--- Work required ---
Copy the lines below verbatim, but only from the line containing "the woman's ear." through the end of the data.

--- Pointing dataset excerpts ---

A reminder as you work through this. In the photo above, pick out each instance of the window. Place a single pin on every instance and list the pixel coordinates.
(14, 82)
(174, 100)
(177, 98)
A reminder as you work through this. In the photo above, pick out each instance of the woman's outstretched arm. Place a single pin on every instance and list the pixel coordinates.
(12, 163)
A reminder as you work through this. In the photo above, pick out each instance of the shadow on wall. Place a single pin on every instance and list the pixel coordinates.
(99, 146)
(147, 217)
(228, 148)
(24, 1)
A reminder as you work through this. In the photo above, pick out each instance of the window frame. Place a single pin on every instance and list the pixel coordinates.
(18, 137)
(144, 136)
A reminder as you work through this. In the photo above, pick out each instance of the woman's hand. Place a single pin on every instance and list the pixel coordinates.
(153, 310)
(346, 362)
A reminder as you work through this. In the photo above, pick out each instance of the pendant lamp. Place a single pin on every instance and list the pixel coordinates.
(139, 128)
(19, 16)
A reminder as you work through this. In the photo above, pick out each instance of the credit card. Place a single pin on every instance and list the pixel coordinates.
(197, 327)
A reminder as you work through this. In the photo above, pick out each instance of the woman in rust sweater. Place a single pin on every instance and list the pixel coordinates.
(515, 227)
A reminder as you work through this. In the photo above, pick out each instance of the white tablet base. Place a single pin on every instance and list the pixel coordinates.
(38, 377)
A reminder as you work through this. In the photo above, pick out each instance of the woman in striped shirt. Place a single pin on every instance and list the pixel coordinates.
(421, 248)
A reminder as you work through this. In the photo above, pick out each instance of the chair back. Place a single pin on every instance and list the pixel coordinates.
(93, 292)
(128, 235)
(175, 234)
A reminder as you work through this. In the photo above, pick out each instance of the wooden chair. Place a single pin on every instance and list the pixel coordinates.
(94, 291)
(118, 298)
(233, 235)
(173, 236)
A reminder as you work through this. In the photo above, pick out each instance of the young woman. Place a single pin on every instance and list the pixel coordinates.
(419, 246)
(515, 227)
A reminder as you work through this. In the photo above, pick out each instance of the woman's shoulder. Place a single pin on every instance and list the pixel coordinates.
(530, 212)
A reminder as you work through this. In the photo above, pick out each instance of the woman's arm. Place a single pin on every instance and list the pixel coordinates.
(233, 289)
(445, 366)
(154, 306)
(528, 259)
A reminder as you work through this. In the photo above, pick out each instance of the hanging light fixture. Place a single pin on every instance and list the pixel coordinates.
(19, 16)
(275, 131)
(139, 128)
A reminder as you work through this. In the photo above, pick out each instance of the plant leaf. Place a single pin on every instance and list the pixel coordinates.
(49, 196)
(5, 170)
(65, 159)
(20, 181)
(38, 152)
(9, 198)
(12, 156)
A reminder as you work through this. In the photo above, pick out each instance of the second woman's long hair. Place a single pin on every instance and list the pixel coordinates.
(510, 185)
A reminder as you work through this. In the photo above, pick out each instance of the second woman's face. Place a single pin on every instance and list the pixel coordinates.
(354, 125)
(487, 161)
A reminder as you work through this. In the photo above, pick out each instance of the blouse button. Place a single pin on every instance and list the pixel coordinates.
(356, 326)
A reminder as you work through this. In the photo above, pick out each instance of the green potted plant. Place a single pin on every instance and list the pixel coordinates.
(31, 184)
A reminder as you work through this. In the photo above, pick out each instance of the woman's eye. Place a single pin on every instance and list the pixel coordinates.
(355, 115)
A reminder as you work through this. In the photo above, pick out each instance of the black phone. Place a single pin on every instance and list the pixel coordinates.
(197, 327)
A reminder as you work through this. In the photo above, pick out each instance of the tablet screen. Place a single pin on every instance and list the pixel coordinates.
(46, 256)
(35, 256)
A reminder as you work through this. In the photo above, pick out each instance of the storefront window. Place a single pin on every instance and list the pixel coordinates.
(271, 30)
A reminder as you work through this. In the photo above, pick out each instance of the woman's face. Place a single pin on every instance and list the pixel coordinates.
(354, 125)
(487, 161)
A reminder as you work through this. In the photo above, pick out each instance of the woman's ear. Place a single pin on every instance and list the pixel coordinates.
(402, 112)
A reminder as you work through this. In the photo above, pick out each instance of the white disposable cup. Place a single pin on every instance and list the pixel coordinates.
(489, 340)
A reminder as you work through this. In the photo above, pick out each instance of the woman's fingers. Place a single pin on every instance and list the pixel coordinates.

--- Solution for this problem ---
A reminder as you work through this. In the photo above, pick out each instance of the woman's ear. Place a single pin on every instance and list the pixel coordinates.
(402, 112)
A reminder as you work through this. In the photo above, pick out each instance of the white disposable cup. Place a single pin on every instance and list the pixel coordinates.
(489, 340)
A reminder as you work through this. In the photo above, pick out each instance of the woman's fingers. Place a single pin on every instance and list the pixel coordinates.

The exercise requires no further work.